____ Given information
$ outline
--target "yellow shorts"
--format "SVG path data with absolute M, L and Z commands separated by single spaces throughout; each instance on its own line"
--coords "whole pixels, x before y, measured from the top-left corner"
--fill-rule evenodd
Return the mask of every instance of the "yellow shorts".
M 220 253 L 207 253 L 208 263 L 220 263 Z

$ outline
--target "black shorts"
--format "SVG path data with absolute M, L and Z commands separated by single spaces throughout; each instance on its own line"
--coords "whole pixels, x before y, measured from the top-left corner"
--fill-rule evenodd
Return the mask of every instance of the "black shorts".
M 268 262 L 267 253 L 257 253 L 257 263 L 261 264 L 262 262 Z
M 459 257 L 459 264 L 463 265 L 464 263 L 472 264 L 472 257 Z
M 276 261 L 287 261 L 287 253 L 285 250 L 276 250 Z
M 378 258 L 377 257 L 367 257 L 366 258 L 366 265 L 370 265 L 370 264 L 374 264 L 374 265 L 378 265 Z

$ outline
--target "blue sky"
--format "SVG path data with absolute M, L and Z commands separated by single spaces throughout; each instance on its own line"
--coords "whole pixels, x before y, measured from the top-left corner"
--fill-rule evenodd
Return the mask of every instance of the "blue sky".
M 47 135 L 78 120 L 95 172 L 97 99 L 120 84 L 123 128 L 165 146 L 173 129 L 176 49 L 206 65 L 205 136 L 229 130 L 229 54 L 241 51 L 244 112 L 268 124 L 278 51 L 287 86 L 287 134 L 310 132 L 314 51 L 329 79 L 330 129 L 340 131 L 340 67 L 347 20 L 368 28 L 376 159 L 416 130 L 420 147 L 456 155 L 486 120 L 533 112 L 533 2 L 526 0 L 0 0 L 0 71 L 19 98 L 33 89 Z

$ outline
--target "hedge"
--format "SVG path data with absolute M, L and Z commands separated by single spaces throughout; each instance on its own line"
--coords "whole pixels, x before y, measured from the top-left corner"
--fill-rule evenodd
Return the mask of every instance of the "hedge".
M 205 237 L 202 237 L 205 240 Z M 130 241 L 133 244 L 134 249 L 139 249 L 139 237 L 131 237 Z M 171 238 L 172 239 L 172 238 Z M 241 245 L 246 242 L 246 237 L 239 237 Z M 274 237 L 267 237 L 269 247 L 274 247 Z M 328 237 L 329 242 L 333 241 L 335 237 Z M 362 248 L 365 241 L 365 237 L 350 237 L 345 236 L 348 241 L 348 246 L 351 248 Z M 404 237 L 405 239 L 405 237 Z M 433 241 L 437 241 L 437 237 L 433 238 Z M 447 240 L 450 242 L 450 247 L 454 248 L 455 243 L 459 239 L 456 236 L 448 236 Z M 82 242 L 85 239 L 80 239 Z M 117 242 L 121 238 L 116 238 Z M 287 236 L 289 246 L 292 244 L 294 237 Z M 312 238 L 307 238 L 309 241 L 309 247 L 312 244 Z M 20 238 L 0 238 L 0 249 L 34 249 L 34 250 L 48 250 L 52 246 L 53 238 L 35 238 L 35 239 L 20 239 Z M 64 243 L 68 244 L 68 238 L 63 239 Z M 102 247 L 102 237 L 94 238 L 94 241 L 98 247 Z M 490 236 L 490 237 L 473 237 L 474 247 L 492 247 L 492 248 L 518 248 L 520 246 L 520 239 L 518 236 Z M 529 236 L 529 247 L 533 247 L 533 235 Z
________
Exercise description: Pull out each record as written and restate it exactly.

Output:
$ outline
--target "yellow shorts"
--format "SVG path data with absolute M, L and Z commands separated by single spaces throughout; each instance on its own line"
--coords "whole pixels, x before y, measured from the top-left corner"
--fill-rule evenodd
Return the mask of every instance of the "yellow shorts".
M 220 253 L 207 253 L 208 263 L 220 263 Z

$ outline
--target "black shorts"
--format "SVG path data with absolute M, L and Z commands separated by single spaces throughout; each instance on its own line"
--coords "whole pixels, x before y, measured from the top-left corner"
--fill-rule evenodd
Return the mask of every instance of the "black shorts".
M 268 262 L 267 253 L 257 253 L 257 263 L 261 264 L 262 262 Z
M 459 257 L 459 264 L 463 265 L 464 263 L 472 264 L 472 257 Z
M 276 261 L 287 261 L 287 253 L 285 250 L 276 250 Z
M 378 258 L 377 257 L 367 257 L 366 258 L 366 265 L 370 265 L 370 264 L 374 264 L 374 265 L 378 265 Z

$ outline
--target "blue sky"
--format "SVG path data with absolute M, L and Z commands separated by single spaces throughout; each instance on its own line"
--coords "whole pixels, x before y, measured from the top-left corner"
--fill-rule evenodd
Return the mask of every instance of the "blue sky".
M 47 135 L 78 120 L 95 172 L 97 99 L 120 84 L 123 128 L 165 146 L 173 129 L 176 49 L 206 65 L 205 136 L 229 130 L 229 54 L 241 51 L 244 112 L 268 124 L 278 51 L 287 86 L 287 134 L 310 132 L 314 51 L 329 79 L 330 129 L 340 131 L 340 67 L 347 20 L 368 28 L 376 159 L 416 130 L 420 147 L 456 155 L 486 120 L 533 112 L 533 2 L 526 0 L 0 0 L 0 71 L 19 98 L 33 89 Z

$ outline
--target "hedge"
--format "SVG path data with absolute M, L and Z commands separated by single spaces throughout; each instance on its own line"
--coords "whole pixels, x before y, measured from the top-left corner"
--fill-rule evenodd
Return the mask of every instance of the "hedge".
M 205 237 L 202 237 L 205 240 Z M 130 241 L 133 244 L 134 249 L 139 249 L 139 237 L 131 237 Z M 171 238 L 172 239 L 172 238 Z M 241 245 L 246 242 L 246 237 L 239 237 Z M 274 237 L 267 237 L 269 247 L 274 247 Z M 328 237 L 329 242 L 333 241 L 335 237 Z M 362 248 L 365 241 L 365 237 L 350 237 L 345 236 L 348 241 L 348 246 L 351 248 Z M 404 237 L 405 239 L 405 237 Z M 433 241 L 437 241 L 437 237 L 433 238 Z M 447 240 L 450 242 L 450 247 L 454 248 L 455 243 L 459 239 L 456 236 L 448 236 Z M 82 242 L 85 239 L 80 239 Z M 117 242 L 121 238 L 116 238 Z M 287 236 L 289 246 L 292 244 L 294 237 Z M 312 238 L 307 238 L 309 241 L 309 247 L 312 244 Z M 20 238 L 0 238 L 0 249 L 34 249 L 34 250 L 48 250 L 52 246 L 53 238 L 35 238 L 35 239 L 20 239 Z M 64 243 L 68 244 L 68 238 L 63 239 Z M 102 247 L 102 237 L 94 238 L 94 241 L 98 247 Z M 490 236 L 490 237 L 473 237 L 474 247 L 492 247 L 492 248 L 518 248 L 520 246 L 520 239 L 518 236 Z M 529 236 L 529 247 L 533 247 L 533 235 Z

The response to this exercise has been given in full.